Entries taken from a collection:
***

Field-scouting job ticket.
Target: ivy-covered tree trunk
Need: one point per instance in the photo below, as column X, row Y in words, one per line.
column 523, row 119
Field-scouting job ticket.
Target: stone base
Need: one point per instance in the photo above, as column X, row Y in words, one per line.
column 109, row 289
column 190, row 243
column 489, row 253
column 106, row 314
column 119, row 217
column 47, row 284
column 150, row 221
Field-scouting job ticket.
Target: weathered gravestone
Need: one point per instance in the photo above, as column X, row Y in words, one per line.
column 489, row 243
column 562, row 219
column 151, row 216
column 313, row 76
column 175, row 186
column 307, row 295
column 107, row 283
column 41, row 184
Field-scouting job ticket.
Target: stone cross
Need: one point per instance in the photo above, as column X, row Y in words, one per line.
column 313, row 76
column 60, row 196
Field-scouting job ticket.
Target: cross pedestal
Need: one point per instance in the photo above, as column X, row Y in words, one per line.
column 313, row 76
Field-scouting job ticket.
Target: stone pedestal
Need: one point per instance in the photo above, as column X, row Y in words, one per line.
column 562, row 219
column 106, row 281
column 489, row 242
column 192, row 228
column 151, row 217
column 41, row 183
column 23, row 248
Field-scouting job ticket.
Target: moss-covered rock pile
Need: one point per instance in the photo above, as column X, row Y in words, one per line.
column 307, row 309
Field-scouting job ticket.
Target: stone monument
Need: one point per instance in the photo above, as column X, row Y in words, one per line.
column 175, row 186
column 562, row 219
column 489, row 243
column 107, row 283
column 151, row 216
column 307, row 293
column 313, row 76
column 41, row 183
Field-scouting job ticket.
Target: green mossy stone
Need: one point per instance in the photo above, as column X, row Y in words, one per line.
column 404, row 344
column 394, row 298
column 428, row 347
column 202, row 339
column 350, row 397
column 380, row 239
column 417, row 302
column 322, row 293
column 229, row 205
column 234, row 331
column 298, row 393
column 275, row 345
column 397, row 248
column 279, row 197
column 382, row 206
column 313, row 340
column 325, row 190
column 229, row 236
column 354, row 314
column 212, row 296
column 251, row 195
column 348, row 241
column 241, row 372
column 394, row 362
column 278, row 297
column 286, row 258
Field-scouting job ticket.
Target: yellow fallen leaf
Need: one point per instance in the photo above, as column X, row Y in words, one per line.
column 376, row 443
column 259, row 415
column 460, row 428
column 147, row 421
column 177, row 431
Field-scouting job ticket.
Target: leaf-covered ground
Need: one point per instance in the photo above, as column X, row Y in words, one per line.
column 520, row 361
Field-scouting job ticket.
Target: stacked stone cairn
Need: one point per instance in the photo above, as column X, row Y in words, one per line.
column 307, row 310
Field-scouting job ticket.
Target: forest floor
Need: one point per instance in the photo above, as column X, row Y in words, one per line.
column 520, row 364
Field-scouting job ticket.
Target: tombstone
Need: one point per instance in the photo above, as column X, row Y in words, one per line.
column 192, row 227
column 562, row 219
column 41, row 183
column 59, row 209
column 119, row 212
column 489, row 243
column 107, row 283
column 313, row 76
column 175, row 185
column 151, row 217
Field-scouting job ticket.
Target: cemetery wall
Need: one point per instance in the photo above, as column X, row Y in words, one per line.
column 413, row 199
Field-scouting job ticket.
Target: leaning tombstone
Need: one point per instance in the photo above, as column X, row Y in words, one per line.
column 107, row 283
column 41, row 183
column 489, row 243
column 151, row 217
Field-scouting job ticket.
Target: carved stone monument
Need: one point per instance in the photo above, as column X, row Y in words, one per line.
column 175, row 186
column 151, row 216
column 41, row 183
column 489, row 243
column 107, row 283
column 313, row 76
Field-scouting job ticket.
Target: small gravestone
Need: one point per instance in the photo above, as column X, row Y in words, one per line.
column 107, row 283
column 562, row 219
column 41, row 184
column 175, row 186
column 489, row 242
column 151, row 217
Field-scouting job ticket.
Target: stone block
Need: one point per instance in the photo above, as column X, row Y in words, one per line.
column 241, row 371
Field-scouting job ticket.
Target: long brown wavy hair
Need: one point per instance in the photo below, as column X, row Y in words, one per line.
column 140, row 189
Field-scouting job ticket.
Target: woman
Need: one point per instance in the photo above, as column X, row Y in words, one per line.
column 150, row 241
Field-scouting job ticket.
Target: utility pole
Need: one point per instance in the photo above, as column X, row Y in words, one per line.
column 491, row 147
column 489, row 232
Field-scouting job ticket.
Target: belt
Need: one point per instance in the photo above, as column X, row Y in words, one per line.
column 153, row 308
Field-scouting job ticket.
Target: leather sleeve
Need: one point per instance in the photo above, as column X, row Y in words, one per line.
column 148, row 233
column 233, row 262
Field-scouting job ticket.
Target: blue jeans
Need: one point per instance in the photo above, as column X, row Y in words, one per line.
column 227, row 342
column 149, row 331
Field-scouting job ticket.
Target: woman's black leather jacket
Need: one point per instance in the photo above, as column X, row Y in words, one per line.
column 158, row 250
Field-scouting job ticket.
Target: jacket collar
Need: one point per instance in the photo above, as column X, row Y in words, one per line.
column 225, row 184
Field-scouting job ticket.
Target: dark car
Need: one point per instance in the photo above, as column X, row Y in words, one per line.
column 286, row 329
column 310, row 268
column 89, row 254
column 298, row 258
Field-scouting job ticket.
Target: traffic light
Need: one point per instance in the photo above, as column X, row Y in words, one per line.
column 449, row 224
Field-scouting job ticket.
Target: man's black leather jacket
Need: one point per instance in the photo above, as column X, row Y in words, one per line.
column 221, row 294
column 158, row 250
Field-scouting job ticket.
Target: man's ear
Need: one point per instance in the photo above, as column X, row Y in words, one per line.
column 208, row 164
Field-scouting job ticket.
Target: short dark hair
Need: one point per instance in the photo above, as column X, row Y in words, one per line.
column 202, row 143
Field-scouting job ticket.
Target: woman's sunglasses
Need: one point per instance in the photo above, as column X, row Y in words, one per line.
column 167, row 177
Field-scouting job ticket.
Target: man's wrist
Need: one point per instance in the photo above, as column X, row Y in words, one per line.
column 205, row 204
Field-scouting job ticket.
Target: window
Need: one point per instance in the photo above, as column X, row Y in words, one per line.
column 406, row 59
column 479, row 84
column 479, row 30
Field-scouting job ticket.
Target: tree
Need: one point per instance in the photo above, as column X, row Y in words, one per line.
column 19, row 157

***

WORK TO BE COMPLETED:
All of the data, start to finish: please output it exactly.

TASK RESULT:
Field-scouting job ticket.
Target: ivy-covered tree trunk
Need: one point per instance in the photo below, as column X, row Y in words, one per line.
column 523, row 119
Field-scouting job ticket.
Target: stone base
Need: one point per instance in the photo above, as column X, row Y in words, one per line.
column 109, row 289
column 190, row 243
column 489, row 253
column 106, row 314
column 119, row 217
column 47, row 284
column 150, row 221
Field-scouting job ticket.
Target: weathered gravestone
Need: one point per instance in the photo above, as column X, row Y in words, one per line.
column 489, row 243
column 562, row 219
column 151, row 216
column 313, row 76
column 175, row 186
column 307, row 295
column 107, row 283
column 41, row 184
Field-scouting job ticket.
Target: stone cross
Need: one point per instance in the photo above, as column X, row Y in words, one per line.
column 313, row 76
column 60, row 196
Field-scouting job ticket.
Target: cross pedestal
Need: one point per instance in the photo above, as column X, row Y in words, one per line.
column 313, row 76
Field-scouting job ticket.
Target: stone pedestal
Need: one point per instance in the photo above, as column X, row Y in words, one per line.
column 562, row 219
column 106, row 281
column 489, row 242
column 192, row 228
column 151, row 217
column 41, row 183
column 23, row 248
Field-scouting job ticket.
Target: moss-covered rock pile
Need: one point per instance in the photo above, as column X, row Y in words, one per line.
column 307, row 309
Field-scouting job ticket.
Target: stone monument
Need: one point per instance in the photo above, as column X, row Y in words, one per line.
column 175, row 186
column 562, row 219
column 489, row 243
column 107, row 283
column 151, row 216
column 307, row 293
column 313, row 76
column 41, row 183
Field-scouting job ticket.
Target: green mossy stone
Need: one point per instance in the photo above, as column X, row Y in words, one per line.
column 404, row 344
column 394, row 298
column 428, row 347
column 202, row 339
column 350, row 397
column 380, row 239
column 417, row 302
column 322, row 293
column 229, row 205
column 234, row 331
column 298, row 393
column 275, row 345
column 397, row 248
column 279, row 197
column 382, row 206
column 313, row 340
column 325, row 190
column 229, row 236
column 354, row 314
column 212, row 296
column 251, row 195
column 348, row 241
column 241, row 372
column 394, row 362
column 278, row 297
column 286, row 258
Field-scouting job ticket.
Target: yellow fallen leaf
Need: one point per instance in the photo above, as column X, row Y in words, one per line.
column 376, row 443
column 259, row 415
column 460, row 428
column 147, row 421
column 177, row 431
Field-scouting job ticket.
Target: leaf-covered ground
Need: one point per instance in the photo above, as column X, row Y in words, one per line.
column 520, row 361
Field-scouting job ticket.
Target: stacked stone cairn
Need: one point per instance in the photo above, as column X, row Y in words, one per line.
column 307, row 310
Field-scouting job ticket.
Target: forest floor
Need: one point per instance in the photo above, as column X, row Y in words, one per line.
column 520, row 364
Field-scouting job ticket.
Target: tombstone
Need: one point per instance in the photo above, as column X, row Y in words, one per line.
column 192, row 227
column 562, row 219
column 41, row 183
column 59, row 209
column 119, row 212
column 489, row 243
column 107, row 283
column 313, row 76
column 175, row 185
column 151, row 217
Field-scouting job ticket.
Target: cemetery wall
Need: one point per instance in the photo above, as column X, row Y in words, one per line.
column 413, row 199
Field-scouting job ticket.
Target: leaning tombstone
Need: one point per instance in the photo above, as column X, row Y in words, one per line.
column 107, row 283
column 41, row 183
column 489, row 243
column 151, row 217
Field-scouting job ticket.
Target: carved stone monument
Need: one point per instance in the photo above, as column X, row Y in words, one per line.
column 175, row 186
column 151, row 216
column 41, row 183
column 489, row 243
column 107, row 283
column 313, row 76
Field-scouting job ticket.
Target: small gravestone
Need: one point per instance in the photo above, as column X, row Y in words, one per line.
column 107, row 283
column 562, row 219
column 41, row 184
column 175, row 186
column 489, row 242
column 151, row 217
Field-scouting job ticket.
Target: stone block
Need: one point per instance in the photo above, as column X, row Y in words, one per line.
column 241, row 371
Field-scouting job ticket.
Target: long brown wavy hair
Need: one point per instance in the photo below, as column X, row Y in words, one per line.
column 140, row 189
Field-scouting job ticket.
Target: woman
Need: one point per instance in the photo above, as column X, row Y in words, one per line.
column 150, row 241
Field-scouting job ticket.
Target: utility pole
Need: one point per instance in the photo above, as column X, row Y in words, one per line.
column 491, row 147
column 489, row 232
Field-scouting job ticket.
Target: belt
Need: one point per instance in the photo above, as column X, row Y in words, one per line.
column 153, row 308
Field-scouting job ticket.
Target: leather sleeve
Need: one point per instance in the photo above, as column X, row Y in words, one per line.
column 148, row 233
column 233, row 262
Field-scouting job ticket.
Target: blue jeans
Need: one point per instance in the photo above, as column X, row Y in words, one per line.
column 227, row 342
column 149, row 331
Field-scouting job ticket.
Target: woman's black leather jacket
Need: one point per instance in the photo above, as column X, row Y in words, one per line.
column 158, row 250
Field-scouting job ticket.
Target: jacket collar
Need: one point per instance in the photo above, as column X, row Y in words, one per line.
column 225, row 184
Field-scouting job ticket.
Target: dark car
Need: one point per instance in the photo above, as column X, row Y in words, one per line.
column 286, row 329
column 310, row 268
column 89, row 254
column 298, row 258
Field-scouting job ticket.
Target: traffic light
Need: one point per instance in the photo above, as column X, row Y in words, one per line.
column 449, row 224
Field-scouting job ticket.
Target: man's black leather jacket
Need: one point per instance in the photo above, as column X, row Y in words, one per line.
column 221, row 294
column 158, row 250
Field-scouting job ticket.
Target: man's ear
Need: one point per instance in the photo above, as column X, row Y in words, one per line.
column 208, row 164
Field-scouting job ticket.
Target: short dark hair
Need: one point per instance in the photo above, as column X, row Y in words, one per line.
column 202, row 143
Field-scouting job ticket.
Target: woman's sunglasses
Need: one point per instance in the photo above, as column X, row Y in words, one per line.
column 167, row 177
Field-scouting job ticket.
Target: man's wrist
Need: one point per instance in the photo above, as column X, row Y in words, one per line.
column 205, row 204
Field-scouting job ticket.
Target: window
Need: one point per instance in the photo above, as column X, row Y in words, one per line.
column 406, row 59
column 479, row 84
column 479, row 30
Field-scouting job ticket.
Target: tree
Need: one point per instance in the photo above, as column X, row Y in words, one per line.
column 19, row 157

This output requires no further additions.